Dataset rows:
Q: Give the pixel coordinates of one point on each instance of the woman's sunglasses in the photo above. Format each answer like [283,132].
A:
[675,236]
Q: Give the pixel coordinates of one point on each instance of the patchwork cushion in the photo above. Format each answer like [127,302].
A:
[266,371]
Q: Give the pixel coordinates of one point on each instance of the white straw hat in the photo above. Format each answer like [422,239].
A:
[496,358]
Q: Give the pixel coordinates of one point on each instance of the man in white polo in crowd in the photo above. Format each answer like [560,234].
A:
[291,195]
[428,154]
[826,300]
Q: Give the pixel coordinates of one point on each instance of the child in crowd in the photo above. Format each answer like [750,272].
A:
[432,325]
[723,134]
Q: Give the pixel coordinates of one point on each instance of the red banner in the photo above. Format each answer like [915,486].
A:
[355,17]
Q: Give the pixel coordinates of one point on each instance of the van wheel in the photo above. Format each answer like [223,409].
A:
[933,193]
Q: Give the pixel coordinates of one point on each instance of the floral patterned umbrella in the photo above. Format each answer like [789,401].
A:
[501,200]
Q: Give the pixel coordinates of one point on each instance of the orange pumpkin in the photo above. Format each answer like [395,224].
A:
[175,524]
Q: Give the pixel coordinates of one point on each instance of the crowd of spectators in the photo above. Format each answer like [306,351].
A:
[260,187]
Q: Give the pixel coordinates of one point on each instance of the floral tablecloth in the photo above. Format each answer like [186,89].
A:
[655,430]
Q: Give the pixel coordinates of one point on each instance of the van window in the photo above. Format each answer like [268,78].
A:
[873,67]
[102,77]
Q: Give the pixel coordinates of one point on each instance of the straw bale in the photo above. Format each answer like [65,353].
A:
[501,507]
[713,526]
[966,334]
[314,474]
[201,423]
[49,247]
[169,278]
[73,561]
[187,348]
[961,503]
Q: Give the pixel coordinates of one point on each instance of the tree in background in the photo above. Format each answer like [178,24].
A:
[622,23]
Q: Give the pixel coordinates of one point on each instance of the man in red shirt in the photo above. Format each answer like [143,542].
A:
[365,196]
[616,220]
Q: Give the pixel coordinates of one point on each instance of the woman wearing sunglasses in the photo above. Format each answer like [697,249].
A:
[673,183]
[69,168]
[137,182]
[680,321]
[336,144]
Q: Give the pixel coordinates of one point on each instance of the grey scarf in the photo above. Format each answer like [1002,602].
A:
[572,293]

REQUIRED TASK ::
Repeat the material from above exactly, word for word.

SOLUTION TO THE EXERCISE ::
Q: Give the pixel coordinates of one point on each instance of the woman's sunglasses in the photo above. Format each answer like [283,132].
A:
[675,236]
Q: Give the pixel coordinates of one point on each instance of the patchwork cushion in the photo above. Format each answer like [127,302].
A:
[266,371]
Q: Give the pixel coordinates of one point on each instance of the white straw hat in the photo above. Format each answer like [422,239].
A:
[496,358]
Q: Give the pixel coordinates of one point on each instance of the man in white polo in crowd in the photo above. Format each answer like [560,234].
A:
[291,195]
[428,154]
[826,300]
Q: Give the pixel coordinates of one point on each instance of the child in crowd in the photo above. Format each answer like [750,272].
A:
[432,325]
[723,134]
Q: Give the pixel coordinates of one point on each instance of the red banner in the photo above. Format each answer like [915,486].
A:
[355,17]
Q: Give the pixel coordinates of one point on each instance of the van wheel in the photo above. Format each answer like [223,409].
A:
[933,193]
Q: Give the pixel coordinates of one point on each instance of the floral patterned umbrella in the photo above. Format each answer like [789,401].
A:
[501,200]
Q: Give the pixel coordinates of one point on each instance of the orange pumpkin in the photo above. Format each answer like [395,224].
A:
[175,524]
Q: Give the pixel coordinates of one point on each instance of the crowd of spectators in the photo above. Format each answer like [306,351].
A:
[260,187]
Q: Give the pixel coordinates of one point on each instance of the floral tablecloth in the photo above. Format each answer like [186,89].
A:
[655,430]
Q: Give the pixel coordinates of one point on each instance of the van window in the photo above. Format each answer like [268,78].
A:
[873,67]
[102,77]
Q: Give the pixel coordinates of one point on each instance of the straw bale in the photo above. Format each answer like [65,353].
A:
[501,507]
[713,526]
[966,334]
[314,474]
[201,423]
[49,247]
[169,278]
[73,561]
[187,348]
[961,503]
Q: Give the pixel coordinates of one point on each instance of the tree in background in the photo above. Format each answer like [178,24].
A:
[622,23]
Q: Give the pixel coordinates of one point on each instance of the man in red shirt in the photo above. Format each answer like [143,542].
A:
[365,196]
[616,220]
Q: Give the pixel coordinates of one point on each instance of the woman wearing sunglasses in the photo above. Format each answer like [697,249].
A:
[673,183]
[69,168]
[137,182]
[680,321]
[336,144]
Q: Give the pixel coordinates of one point on each instance of the grey scarf in the photo above. Format each answer like [1002,602].
A:
[572,293]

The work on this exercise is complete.